◆ Exercise data:
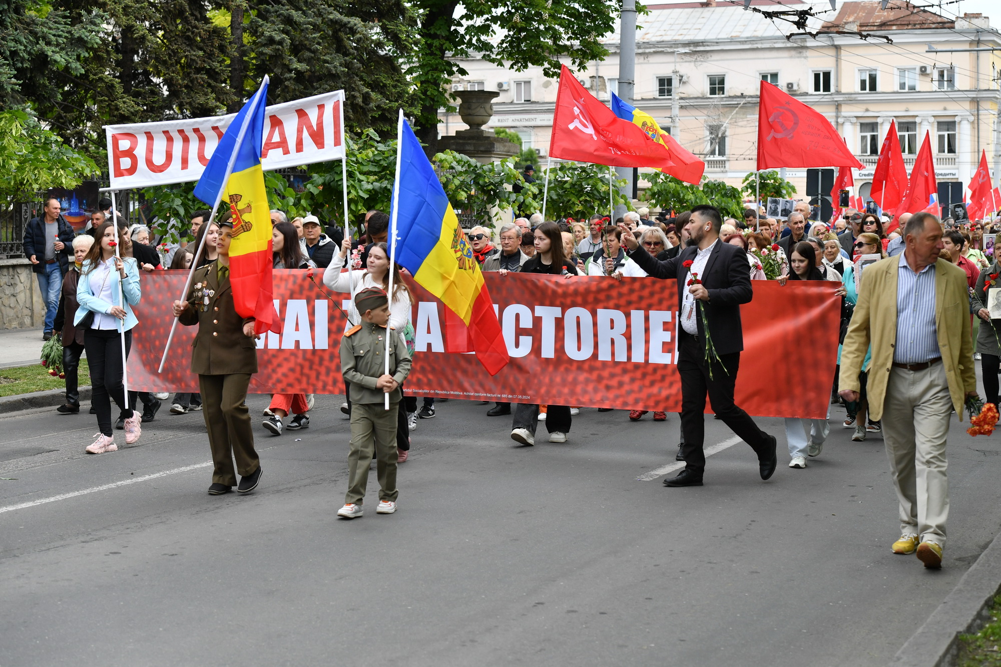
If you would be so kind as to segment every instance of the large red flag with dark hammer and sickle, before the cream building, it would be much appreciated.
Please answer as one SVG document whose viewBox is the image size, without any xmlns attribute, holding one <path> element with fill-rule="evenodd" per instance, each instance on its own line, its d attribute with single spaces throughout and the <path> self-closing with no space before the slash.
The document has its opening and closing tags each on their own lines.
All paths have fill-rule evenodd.
<svg viewBox="0 0 1001 667">
<path fill-rule="evenodd" d="M 862 168 L 834 125 L 818 111 L 761 82 L 758 105 L 758 170 L 774 167 Z"/>
</svg>

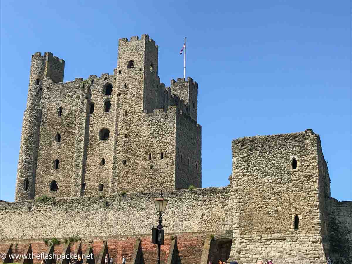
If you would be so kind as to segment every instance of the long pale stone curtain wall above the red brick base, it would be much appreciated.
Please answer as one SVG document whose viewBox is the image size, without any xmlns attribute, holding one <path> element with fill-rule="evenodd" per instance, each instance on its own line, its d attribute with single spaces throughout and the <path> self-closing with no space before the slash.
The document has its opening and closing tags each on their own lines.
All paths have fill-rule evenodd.
<svg viewBox="0 0 352 264">
<path fill-rule="evenodd" d="M 221 232 L 228 187 L 165 192 L 163 224 L 170 232 Z M 0 240 L 150 234 L 159 193 L 56 198 L 0 206 Z"/>
</svg>

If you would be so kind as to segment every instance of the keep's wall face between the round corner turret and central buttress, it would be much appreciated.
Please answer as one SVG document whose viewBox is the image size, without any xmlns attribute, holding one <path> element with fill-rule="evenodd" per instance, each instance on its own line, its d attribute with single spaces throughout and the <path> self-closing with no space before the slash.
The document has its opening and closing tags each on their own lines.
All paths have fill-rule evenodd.
<svg viewBox="0 0 352 264">
<path fill-rule="evenodd" d="M 50 78 L 43 80 L 42 122 L 40 124 L 39 150 L 36 177 L 36 197 L 71 196 L 71 181 L 74 173 L 76 114 L 80 104 L 84 104 L 84 89 L 80 80 L 67 83 L 53 83 Z M 61 116 L 59 116 L 61 108 Z M 84 121 L 84 118 L 83 118 Z M 56 142 L 57 134 L 60 142 Z M 55 160 L 59 161 L 58 169 Z M 50 190 L 55 180 L 57 191 Z"/>
</svg>

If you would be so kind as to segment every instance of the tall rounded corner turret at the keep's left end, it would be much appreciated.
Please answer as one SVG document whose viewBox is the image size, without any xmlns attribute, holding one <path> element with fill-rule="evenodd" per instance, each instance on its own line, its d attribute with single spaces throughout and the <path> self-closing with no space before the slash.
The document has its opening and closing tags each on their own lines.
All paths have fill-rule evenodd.
<svg viewBox="0 0 352 264">
<path fill-rule="evenodd" d="M 49 77 L 53 82 L 62 82 L 64 64 L 62 59 L 53 57 L 51 52 L 45 52 L 44 56 L 40 52 L 32 55 L 27 108 L 23 116 L 15 201 L 34 199 L 42 120 L 40 100 L 43 80 Z"/>
</svg>

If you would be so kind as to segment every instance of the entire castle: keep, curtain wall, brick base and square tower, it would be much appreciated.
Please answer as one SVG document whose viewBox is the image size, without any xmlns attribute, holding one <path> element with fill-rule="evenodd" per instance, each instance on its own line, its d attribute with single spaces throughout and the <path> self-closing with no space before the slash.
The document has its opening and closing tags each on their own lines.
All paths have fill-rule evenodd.
<svg viewBox="0 0 352 264">
<path fill-rule="evenodd" d="M 160 189 L 163 264 L 352 261 L 352 202 L 331 197 L 312 129 L 233 140 L 230 184 L 201 188 L 198 84 L 160 83 L 149 36 L 119 40 L 113 75 L 63 82 L 64 63 L 32 56 L 15 202 L 0 201 L 3 263 L 39 263 L 10 256 L 42 252 L 155 263 Z"/>
</svg>

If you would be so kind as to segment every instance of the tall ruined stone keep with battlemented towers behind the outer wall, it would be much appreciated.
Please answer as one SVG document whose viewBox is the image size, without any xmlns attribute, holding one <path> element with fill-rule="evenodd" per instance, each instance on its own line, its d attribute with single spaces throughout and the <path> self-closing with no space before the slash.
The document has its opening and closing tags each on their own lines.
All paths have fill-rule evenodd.
<svg viewBox="0 0 352 264">
<path fill-rule="evenodd" d="M 165 88 L 148 35 L 119 40 L 114 75 L 63 74 L 50 52 L 32 56 L 15 201 L 201 187 L 198 84 Z"/>
</svg>

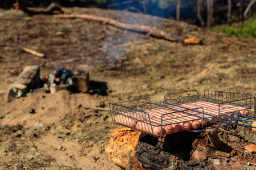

◆ Assigned task: Whenever a line above includes "tall", copy it in full.

◆ Answer box:
If you would be so kind as to segment every instance of the tall rounded corner turret at the keep's left end, it would be much appreciated.
If you would be so kind as to segment every instance of the tall ruined stone keep with battlemented towers behind the outer wall, it would be much appreciated.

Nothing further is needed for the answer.